Images are to be excluded, and the rest of the data repeated exactly.

Extracted data entries:

============

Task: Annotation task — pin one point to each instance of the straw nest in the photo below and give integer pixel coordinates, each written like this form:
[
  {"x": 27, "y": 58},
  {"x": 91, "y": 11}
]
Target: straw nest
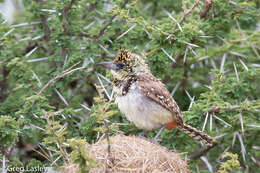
[{"x": 130, "y": 154}]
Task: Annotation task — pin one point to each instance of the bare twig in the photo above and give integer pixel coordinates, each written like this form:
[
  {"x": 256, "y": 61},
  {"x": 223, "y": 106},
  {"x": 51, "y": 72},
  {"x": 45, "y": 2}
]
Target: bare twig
[
  {"x": 217, "y": 109},
  {"x": 65, "y": 13},
  {"x": 196, "y": 3},
  {"x": 203, "y": 151},
  {"x": 208, "y": 5},
  {"x": 64, "y": 73}
]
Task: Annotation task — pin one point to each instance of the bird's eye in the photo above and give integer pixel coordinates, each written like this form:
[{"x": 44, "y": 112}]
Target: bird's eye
[{"x": 120, "y": 66}]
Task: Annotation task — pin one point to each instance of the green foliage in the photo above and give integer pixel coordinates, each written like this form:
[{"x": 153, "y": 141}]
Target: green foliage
[
  {"x": 229, "y": 165},
  {"x": 52, "y": 105},
  {"x": 8, "y": 131},
  {"x": 80, "y": 156}
]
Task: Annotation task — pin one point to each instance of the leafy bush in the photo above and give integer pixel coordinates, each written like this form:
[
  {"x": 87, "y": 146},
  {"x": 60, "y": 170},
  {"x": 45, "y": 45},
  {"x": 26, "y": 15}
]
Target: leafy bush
[{"x": 206, "y": 52}]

============

▶ **Exercise response**:
Task: Annotation task — pin one point to each instance of the straw nest in the photo below and give integer pixel coordinates, each written like this form:
[
  {"x": 27, "y": 58},
  {"x": 91, "y": 11}
]
Target: straw nest
[{"x": 130, "y": 154}]
Task: Annotation task — pin one point to each instance of the bare twig in the photo above and give integer pixel coordinates, each written like this form:
[
  {"x": 256, "y": 61},
  {"x": 223, "y": 106},
  {"x": 51, "y": 72},
  {"x": 45, "y": 2}
]
Target: bare twig
[
  {"x": 217, "y": 109},
  {"x": 65, "y": 13},
  {"x": 196, "y": 3},
  {"x": 203, "y": 151},
  {"x": 208, "y": 5},
  {"x": 64, "y": 73}
]
Task: Annotation task — pin one point to each instance of the bird's eye in the photo above and give integer pixel coordinates, each written like this form:
[{"x": 44, "y": 112}]
Target: bird's eye
[{"x": 120, "y": 66}]
Task: Annotation task — pin one point to each instance of the green foliage in the photo above and give integer pixel coordinates, each written like this form:
[{"x": 153, "y": 141}]
Target: green foliage
[
  {"x": 229, "y": 165},
  {"x": 52, "y": 105},
  {"x": 8, "y": 131},
  {"x": 80, "y": 156}
]
Task: Annotation task — pin one point to each instance of the leafy bush in the photo above and give integer pixel coordinates, each written like this form:
[
  {"x": 87, "y": 146},
  {"x": 60, "y": 170},
  {"x": 45, "y": 45},
  {"x": 26, "y": 15}
]
Target: leafy bush
[{"x": 206, "y": 52}]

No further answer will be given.